Source excerpt:
====

Iyad El-Baghdadi: Muslim Activist Sums Up What People Forget About ISIS After Turkey Terror Attack

Author and Muslim activist Iyad El-Baghdadi managed to perfectly sum up what so many people miss about ISIS in the aftermath of the terror attack at Istanbul’s Ataturk airport in Turkey, according to A Plus.

On Tuesday, three terrorists opened fire at the airport, and then detonated suicide vests after engaging in a violent shootout with local police forces. Latest reports show 41 people killed, and more than 230 injured. The Turkish prime minister has been reluctant to publicly link the terror attack to ISIS, and, so far, no organization has come forth to publicly take responsibility for the terror attack.

People in the United States and abroad in other countries besides Turkey, however, have quickly pinned the attack on ISIS — which very well may be true. Perhaps even likely. However, many have linked the terror attack not just to ISIS, but because those people who make up ISIS are Islamic extremists who claim to be committing these horrific acts of violence and terrorism in the name of Islam, people tend to link these attacks to Islam itself.

====

Data supplied:
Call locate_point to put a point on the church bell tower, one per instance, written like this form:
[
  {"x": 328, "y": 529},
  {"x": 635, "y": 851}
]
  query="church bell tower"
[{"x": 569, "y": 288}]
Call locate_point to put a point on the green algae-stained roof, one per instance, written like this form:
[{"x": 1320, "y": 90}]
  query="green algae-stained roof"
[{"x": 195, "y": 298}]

====

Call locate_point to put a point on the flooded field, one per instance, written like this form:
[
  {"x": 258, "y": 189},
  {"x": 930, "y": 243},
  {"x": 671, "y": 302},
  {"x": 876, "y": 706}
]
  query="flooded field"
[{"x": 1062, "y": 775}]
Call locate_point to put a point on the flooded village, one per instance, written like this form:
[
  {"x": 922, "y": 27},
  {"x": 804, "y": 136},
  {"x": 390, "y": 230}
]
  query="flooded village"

====

What you will do: Per the latest reports cited in the article about the Istanbul airport attack, how many people were killed? Rely only on the article about the Istanbul airport attack, not on the items.

Finished answer: 41 people.